BEGIN

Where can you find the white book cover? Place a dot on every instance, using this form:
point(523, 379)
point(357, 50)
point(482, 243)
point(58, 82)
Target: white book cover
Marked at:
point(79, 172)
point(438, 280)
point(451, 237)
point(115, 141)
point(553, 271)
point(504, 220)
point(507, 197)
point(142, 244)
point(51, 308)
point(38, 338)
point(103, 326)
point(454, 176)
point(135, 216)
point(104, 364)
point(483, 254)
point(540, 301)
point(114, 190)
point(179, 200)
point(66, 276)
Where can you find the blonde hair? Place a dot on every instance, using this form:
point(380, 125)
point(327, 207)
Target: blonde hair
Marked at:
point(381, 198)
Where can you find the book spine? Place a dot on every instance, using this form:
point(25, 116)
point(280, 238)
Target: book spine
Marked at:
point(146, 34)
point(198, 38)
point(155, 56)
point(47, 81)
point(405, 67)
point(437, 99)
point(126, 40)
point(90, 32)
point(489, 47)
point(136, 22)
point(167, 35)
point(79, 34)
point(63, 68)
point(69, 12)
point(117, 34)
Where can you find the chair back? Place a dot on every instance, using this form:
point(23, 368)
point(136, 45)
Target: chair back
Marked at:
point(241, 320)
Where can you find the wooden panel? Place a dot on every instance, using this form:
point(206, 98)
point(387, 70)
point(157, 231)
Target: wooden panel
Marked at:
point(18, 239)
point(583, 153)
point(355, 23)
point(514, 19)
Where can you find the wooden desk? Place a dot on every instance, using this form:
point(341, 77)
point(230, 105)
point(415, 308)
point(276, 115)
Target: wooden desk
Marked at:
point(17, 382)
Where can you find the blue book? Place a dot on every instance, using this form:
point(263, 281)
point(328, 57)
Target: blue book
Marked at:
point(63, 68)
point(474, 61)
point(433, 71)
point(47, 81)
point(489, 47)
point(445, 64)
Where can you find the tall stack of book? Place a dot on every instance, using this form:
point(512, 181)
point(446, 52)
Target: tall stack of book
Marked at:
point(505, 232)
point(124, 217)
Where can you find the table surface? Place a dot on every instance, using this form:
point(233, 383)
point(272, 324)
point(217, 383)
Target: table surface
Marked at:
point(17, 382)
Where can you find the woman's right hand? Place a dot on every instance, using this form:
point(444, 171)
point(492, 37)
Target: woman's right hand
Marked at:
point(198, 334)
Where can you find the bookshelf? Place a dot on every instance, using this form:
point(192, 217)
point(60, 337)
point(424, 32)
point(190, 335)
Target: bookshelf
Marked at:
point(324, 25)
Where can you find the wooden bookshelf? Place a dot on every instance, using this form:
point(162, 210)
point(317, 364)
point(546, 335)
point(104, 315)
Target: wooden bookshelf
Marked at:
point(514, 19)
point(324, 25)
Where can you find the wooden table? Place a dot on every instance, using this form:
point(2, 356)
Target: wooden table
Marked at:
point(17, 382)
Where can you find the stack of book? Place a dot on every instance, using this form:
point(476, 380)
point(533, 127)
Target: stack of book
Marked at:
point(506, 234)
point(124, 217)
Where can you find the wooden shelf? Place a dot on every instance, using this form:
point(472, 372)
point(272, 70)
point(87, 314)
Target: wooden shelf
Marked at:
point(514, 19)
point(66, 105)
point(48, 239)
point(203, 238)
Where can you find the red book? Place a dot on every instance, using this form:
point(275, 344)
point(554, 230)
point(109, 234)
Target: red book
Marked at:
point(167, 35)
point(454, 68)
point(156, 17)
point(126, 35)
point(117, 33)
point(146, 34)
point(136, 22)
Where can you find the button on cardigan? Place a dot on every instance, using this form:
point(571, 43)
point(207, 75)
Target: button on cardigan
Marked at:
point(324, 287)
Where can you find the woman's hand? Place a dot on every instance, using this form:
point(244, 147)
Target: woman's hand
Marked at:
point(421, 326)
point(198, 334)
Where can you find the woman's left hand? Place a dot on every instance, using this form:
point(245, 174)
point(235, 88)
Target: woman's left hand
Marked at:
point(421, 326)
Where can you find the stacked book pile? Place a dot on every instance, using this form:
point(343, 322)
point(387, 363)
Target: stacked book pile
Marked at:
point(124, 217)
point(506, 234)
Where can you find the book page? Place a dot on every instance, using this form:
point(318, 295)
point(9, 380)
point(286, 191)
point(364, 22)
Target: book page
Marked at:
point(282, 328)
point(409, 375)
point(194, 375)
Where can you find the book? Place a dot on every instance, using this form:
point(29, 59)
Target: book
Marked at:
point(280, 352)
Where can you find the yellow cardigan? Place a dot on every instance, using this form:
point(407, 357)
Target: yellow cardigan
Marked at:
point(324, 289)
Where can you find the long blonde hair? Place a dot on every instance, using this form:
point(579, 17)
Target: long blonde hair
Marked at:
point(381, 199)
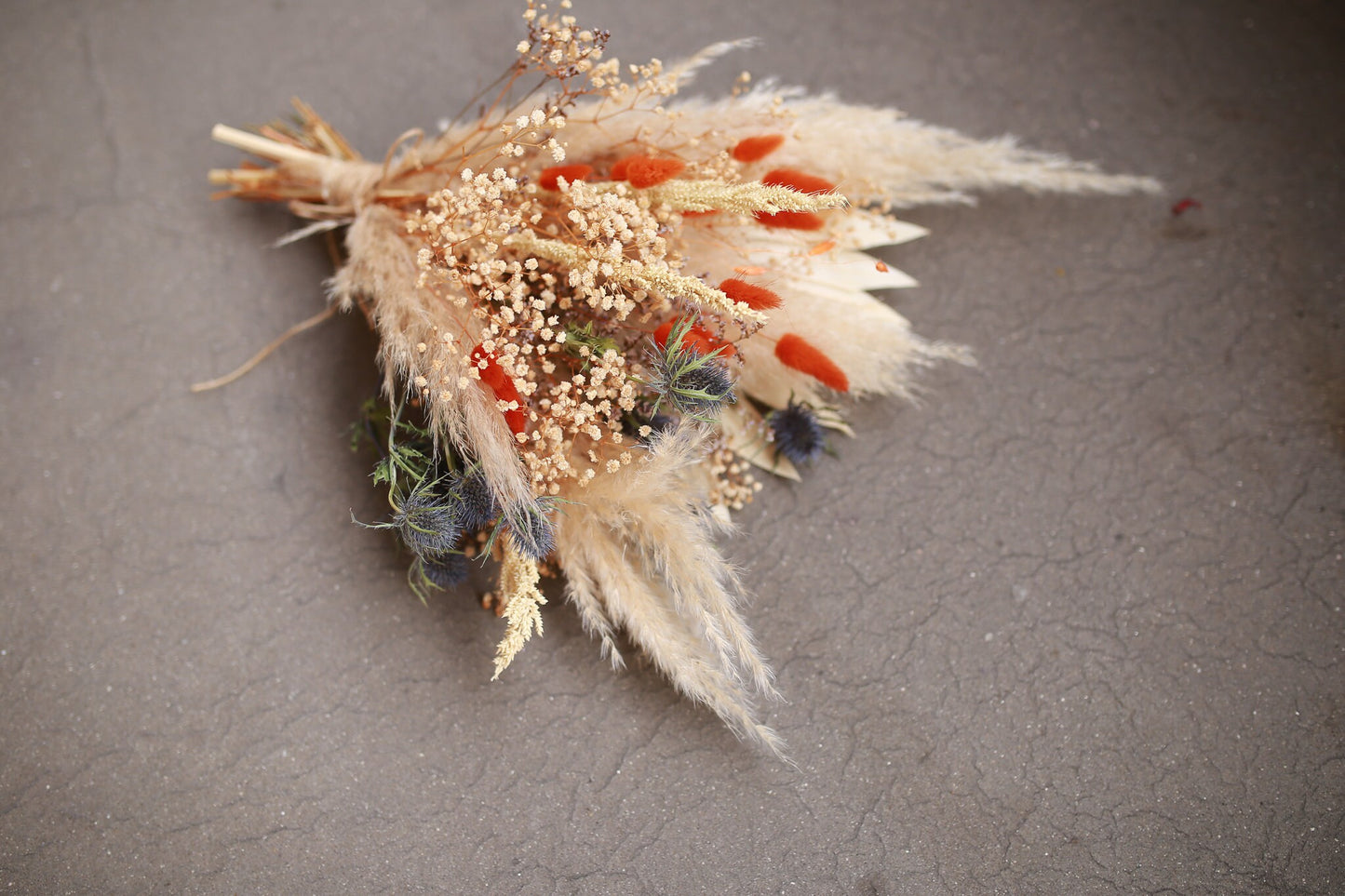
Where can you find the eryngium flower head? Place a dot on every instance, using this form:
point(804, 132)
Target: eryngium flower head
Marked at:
point(532, 531)
point(477, 502)
point(447, 570)
point(428, 522)
point(695, 385)
point(798, 434)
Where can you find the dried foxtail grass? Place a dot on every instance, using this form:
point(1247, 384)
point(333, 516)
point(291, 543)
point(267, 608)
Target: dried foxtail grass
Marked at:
point(572, 288)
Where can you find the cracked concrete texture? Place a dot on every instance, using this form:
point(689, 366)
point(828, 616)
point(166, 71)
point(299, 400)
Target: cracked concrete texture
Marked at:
point(1070, 626)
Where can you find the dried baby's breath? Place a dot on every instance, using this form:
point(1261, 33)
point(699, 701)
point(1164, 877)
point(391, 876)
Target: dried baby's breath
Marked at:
point(569, 288)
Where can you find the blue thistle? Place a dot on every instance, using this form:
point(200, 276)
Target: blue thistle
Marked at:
point(444, 572)
point(532, 531)
point(798, 434)
point(428, 522)
point(477, 502)
point(695, 385)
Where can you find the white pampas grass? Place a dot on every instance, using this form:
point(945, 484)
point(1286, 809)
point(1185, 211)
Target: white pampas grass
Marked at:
point(537, 315)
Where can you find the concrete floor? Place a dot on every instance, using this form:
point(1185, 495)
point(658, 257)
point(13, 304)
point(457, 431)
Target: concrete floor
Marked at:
point(1072, 626)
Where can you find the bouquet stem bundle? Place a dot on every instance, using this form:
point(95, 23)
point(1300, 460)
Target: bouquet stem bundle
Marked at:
point(599, 304)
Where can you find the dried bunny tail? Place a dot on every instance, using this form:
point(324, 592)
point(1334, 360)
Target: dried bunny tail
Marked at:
point(381, 268)
point(644, 608)
point(581, 591)
point(655, 509)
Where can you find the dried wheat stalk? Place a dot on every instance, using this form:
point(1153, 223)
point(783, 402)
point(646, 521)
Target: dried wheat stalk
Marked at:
point(598, 304)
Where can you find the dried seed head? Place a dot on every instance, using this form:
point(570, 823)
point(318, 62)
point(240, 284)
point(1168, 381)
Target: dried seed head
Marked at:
point(797, 432)
point(477, 502)
point(447, 570)
point(532, 531)
point(428, 522)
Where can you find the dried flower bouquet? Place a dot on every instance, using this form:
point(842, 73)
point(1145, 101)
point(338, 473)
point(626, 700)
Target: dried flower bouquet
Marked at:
point(598, 305)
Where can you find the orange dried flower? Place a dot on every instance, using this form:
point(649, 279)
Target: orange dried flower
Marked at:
point(800, 181)
point(798, 353)
point(643, 171)
point(549, 177)
point(751, 295)
point(758, 148)
point(504, 388)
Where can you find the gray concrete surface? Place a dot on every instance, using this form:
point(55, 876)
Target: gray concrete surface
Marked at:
point(1073, 626)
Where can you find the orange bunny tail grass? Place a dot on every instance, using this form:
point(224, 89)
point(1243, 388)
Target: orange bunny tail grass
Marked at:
point(504, 388)
point(751, 295)
point(798, 353)
point(756, 148)
point(518, 267)
point(800, 181)
point(643, 172)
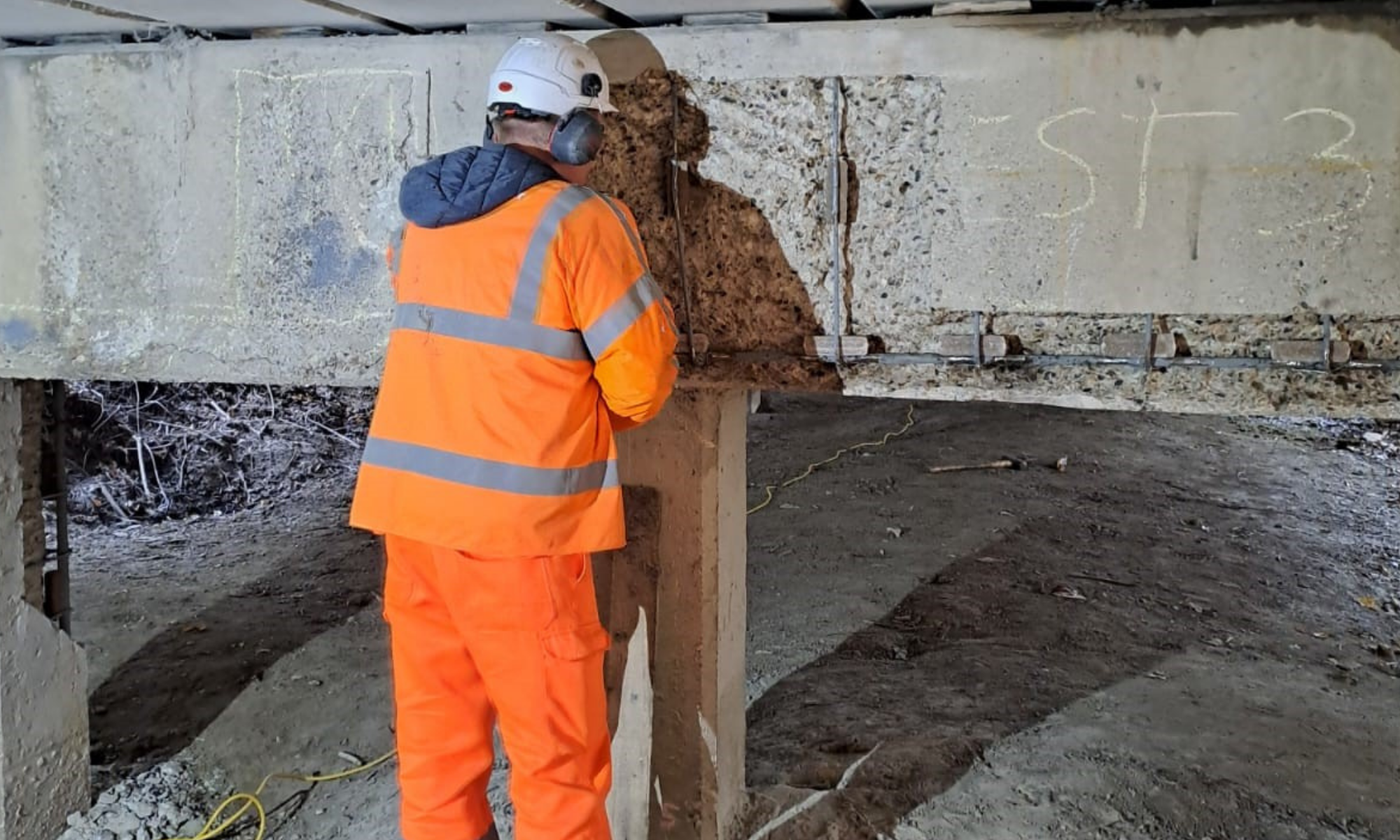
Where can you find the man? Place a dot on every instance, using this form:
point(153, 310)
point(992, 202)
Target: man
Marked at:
point(527, 332)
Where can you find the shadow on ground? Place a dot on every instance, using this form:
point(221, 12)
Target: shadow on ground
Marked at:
point(1115, 582)
point(156, 704)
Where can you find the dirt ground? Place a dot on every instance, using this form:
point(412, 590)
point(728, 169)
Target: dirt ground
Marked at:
point(1191, 632)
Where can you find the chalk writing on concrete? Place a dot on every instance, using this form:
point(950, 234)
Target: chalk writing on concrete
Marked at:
point(1073, 159)
point(1087, 141)
point(1153, 120)
point(1334, 153)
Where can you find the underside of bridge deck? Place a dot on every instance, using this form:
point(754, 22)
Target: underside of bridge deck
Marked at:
point(1160, 212)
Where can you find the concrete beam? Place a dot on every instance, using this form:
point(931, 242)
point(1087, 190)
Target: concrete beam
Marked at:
point(44, 729)
point(1065, 174)
point(687, 470)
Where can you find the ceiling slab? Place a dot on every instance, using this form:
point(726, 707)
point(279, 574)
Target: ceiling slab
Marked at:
point(29, 20)
point(246, 15)
point(668, 12)
point(440, 15)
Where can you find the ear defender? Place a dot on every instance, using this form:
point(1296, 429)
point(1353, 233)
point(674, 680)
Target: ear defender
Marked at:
point(578, 139)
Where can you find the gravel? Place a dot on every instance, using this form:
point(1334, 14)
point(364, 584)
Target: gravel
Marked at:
point(164, 803)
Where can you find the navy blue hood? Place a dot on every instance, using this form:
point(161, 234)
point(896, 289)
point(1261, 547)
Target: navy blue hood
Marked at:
point(470, 183)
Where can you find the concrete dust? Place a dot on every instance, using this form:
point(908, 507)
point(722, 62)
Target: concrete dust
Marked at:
point(162, 803)
point(746, 295)
point(1184, 635)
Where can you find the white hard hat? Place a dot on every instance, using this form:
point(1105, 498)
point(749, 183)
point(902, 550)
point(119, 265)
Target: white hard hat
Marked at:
point(550, 74)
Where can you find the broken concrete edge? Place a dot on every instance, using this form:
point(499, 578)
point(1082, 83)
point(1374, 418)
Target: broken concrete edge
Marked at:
point(239, 321)
point(44, 724)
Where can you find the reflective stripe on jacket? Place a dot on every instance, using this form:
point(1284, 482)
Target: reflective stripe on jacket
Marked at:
point(522, 341)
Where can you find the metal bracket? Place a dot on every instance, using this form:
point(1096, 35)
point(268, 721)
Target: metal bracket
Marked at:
point(976, 338)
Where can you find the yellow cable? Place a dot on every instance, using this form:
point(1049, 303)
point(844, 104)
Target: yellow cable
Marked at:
point(772, 489)
point(214, 827)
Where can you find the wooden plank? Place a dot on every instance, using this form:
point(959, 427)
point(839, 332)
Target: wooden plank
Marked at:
point(694, 457)
point(827, 346)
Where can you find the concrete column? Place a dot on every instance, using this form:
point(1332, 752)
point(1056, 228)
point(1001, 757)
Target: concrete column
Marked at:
point(44, 727)
point(685, 474)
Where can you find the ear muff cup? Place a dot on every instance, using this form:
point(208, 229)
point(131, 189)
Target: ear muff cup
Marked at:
point(578, 141)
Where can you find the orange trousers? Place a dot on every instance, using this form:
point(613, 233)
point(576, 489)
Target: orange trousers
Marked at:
point(513, 643)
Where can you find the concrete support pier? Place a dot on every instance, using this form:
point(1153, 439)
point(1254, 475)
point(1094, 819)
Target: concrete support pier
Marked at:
point(685, 475)
point(44, 726)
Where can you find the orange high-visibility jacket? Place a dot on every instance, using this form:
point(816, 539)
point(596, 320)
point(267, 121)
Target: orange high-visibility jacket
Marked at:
point(523, 340)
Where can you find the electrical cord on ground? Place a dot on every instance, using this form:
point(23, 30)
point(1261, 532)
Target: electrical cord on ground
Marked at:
point(771, 491)
point(215, 827)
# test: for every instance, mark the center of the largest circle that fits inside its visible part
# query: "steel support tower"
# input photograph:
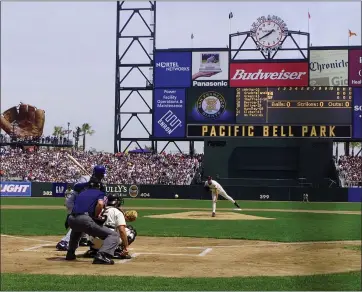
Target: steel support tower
(142, 85)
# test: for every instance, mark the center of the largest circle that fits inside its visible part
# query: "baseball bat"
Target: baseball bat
(77, 164)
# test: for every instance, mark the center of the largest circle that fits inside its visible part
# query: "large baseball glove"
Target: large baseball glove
(130, 215)
(29, 119)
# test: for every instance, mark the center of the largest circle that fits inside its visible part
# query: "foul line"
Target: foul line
(33, 248)
(26, 238)
(278, 244)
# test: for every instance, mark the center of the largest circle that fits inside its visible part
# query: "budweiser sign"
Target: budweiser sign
(269, 74)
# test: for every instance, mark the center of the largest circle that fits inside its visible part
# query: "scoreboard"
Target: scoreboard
(294, 105)
(318, 111)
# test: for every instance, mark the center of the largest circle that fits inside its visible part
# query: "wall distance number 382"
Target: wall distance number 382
(264, 197)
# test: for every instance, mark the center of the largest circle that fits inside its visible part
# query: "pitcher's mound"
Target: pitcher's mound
(199, 215)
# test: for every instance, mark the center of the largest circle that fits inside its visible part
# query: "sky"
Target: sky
(60, 56)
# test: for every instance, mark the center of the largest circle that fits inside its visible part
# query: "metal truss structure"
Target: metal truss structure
(268, 56)
(144, 84)
(136, 94)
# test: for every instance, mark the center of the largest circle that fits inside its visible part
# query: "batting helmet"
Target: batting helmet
(114, 200)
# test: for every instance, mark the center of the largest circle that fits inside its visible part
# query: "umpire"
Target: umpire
(87, 207)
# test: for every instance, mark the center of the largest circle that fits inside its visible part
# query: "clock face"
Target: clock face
(269, 35)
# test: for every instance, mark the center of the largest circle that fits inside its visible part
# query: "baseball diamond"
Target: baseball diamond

END

*WHAT THE TASK REQUIRES*.
Retype, exactly as written, everything from the first line of the data above through the line containing "Target: white book cover". Nothing else should appear.

*ANSWER TO THE EXERCISE*.
Where can you find the white book cover? Place a dot on every instance, using this form:
point(523, 379)
point(357, 50)
point(482, 243)
point(58, 82)
Target: white book cover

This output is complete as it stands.